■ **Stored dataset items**

------------------------

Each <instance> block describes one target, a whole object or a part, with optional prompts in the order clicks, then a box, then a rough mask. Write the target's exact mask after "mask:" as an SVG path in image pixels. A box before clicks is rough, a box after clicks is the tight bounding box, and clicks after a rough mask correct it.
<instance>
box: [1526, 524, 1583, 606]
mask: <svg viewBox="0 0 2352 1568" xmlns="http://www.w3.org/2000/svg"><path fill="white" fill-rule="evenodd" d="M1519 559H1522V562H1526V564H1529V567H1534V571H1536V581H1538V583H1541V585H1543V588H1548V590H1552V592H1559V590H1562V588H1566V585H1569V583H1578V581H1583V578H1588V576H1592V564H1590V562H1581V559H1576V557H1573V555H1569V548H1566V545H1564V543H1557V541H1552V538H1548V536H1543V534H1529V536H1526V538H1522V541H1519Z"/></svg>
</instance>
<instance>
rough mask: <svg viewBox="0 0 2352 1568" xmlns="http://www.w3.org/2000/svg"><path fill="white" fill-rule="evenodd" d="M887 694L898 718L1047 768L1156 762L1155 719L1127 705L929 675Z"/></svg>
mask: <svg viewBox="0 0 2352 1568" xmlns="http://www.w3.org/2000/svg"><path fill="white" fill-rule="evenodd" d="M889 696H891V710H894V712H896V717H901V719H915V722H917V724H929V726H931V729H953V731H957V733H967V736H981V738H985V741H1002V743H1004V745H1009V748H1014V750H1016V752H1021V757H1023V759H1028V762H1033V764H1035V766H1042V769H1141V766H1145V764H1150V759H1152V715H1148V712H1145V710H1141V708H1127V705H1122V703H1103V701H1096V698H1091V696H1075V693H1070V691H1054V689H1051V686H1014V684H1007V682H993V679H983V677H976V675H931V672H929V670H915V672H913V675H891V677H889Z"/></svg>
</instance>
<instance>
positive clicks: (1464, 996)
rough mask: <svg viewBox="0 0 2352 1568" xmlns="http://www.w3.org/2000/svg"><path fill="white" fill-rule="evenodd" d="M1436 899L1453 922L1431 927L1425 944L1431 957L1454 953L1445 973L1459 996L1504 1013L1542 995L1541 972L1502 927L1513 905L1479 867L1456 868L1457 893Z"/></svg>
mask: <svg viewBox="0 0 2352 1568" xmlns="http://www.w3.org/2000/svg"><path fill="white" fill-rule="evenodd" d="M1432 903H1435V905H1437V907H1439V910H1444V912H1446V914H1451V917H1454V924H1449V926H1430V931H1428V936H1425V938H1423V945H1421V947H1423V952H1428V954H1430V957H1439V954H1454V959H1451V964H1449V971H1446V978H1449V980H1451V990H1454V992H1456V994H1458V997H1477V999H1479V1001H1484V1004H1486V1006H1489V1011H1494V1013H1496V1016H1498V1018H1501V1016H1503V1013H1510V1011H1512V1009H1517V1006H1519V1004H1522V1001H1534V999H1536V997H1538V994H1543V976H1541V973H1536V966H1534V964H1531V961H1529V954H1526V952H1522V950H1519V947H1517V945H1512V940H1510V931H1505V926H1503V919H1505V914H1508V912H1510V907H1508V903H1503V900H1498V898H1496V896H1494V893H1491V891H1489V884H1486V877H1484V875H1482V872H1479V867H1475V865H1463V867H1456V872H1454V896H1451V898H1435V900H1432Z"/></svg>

------------------------

■ **WHAT NEEDS TO BE DONE**
Render every record verbatim. Nothing should be left out.

■ **TASK OUTPUT**
Each <instance> block describes one target, a whole object or a part, with optional prompts in the order clicks, then a box, then a rough mask. Write the target's exact mask after "mask:" as an SVG path in image pixels. A box before clicks is rough, a box after clicks is the tight bounding box, and clicks after a rough mask correct it.
<instance>
box: [1526, 524, 1583, 606]
mask: <svg viewBox="0 0 2352 1568" xmlns="http://www.w3.org/2000/svg"><path fill="white" fill-rule="evenodd" d="M1519 559H1522V562H1526V564H1529V567H1534V571H1536V581H1538V583H1541V585H1543V588H1548V590H1552V592H1559V590H1562V588H1566V585H1569V583H1578V581H1583V578H1588V576H1592V564H1590V562H1581V559H1576V557H1573V555H1569V548H1566V545H1564V543H1557V541H1552V538H1548V536H1543V534H1529V536H1526V538H1522V541H1519Z"/></svg>
</instance>
<instance>
rough mask: <svg viewBox="0 0 2352 1568" xmlns="http://www.w3.org/2000/svg"><path fill="white" fill-rule="evenodd" d="M887 694L898 718L1047 768L1156 762L1155 719L1127 705L929 675Z"/></svg>
mask: <svg viewBox="0 0 2352 1568" xmlns="http://www.w3.org/2000/svg"><path fill="white" fill-rule="evenodd" d="M889 696H891V710H894V712H896V717H901V719H915V722H917V724H929V726H931V729H953V731H957V733H967V736H981V738H985V741H1002V743H1004V745H1009V748H1014V750H1016V752H1021V757H1023V759H1028V762H1033V764H1035V766H1042V769H1141V766H1145V764H1150V759H1152V715H1148V712H1145V710H1141V708H1127V705H1122V703H1103V701H1096V698H1091V696H1075V693H1070V691H1054V689H1051V686H1014V684H1007V682H993V679H983V677H976V675H931V672H929V670H915V672H913V675H891V677H889Z"/></svg>
</instance>
<instance>
positive clicks: (1464, 996)
rough mask: <svg viewBox="0 0 2352 1568" xmlns="http://www.w3.org/2000/svg"><path fill="white" fill-rule="evenodd" d="M1436 899L1453 922L1431 927L1425 944L1431 957L1454 953L1445 973L1459 996L1504 1013L1542 995L1541 972L1502 927L1513 905L1479 867L1456 868L1457 893Z"/></svg>
mask: <svg viewBox="0 0 2352 1568" xmlns="http://www.w3.org/2000/svg"><path fill="white" fill-rule="evenodd" d="M1432 903H1435V905H1437V907H1439V910H1444V912H1446V914H1451V917H1454V924H1449V926H1430V931H1428V936H1425V938H1423V945H1421V947H1423V952H1428V954H1430V957H1439V954H1454V959H1451V964H1449V971H1446V978H1449V980H1451V990H1454V992H1456V994H1458V997H1477V999H1479V1001H1484V1004H1486V1006H1489V1011H1494V1013H1496V1016H1498V1018H1501V1016H1503V1013H1510V1011H1512V1009H1517V1006H1519V1004H1522V1001H1534V999H1536V997H1538V994H1543V976H1541V973H1536V966H1534V964H1531V961H1529V954H1526V952H1522V950H1519V947H1517V945H1512V940H1510V931H1505V926H1503V919H1505V914H1508V912H1510V907H1508V903H1503V900H1498V898H1496V896H1494V893H1491V891H1489V884H1486V877H1484V875H1482V872H1479V867H1475V865H1463V867H1456V872H1454V896H1451V898H1435V900H1432Z"/></svg>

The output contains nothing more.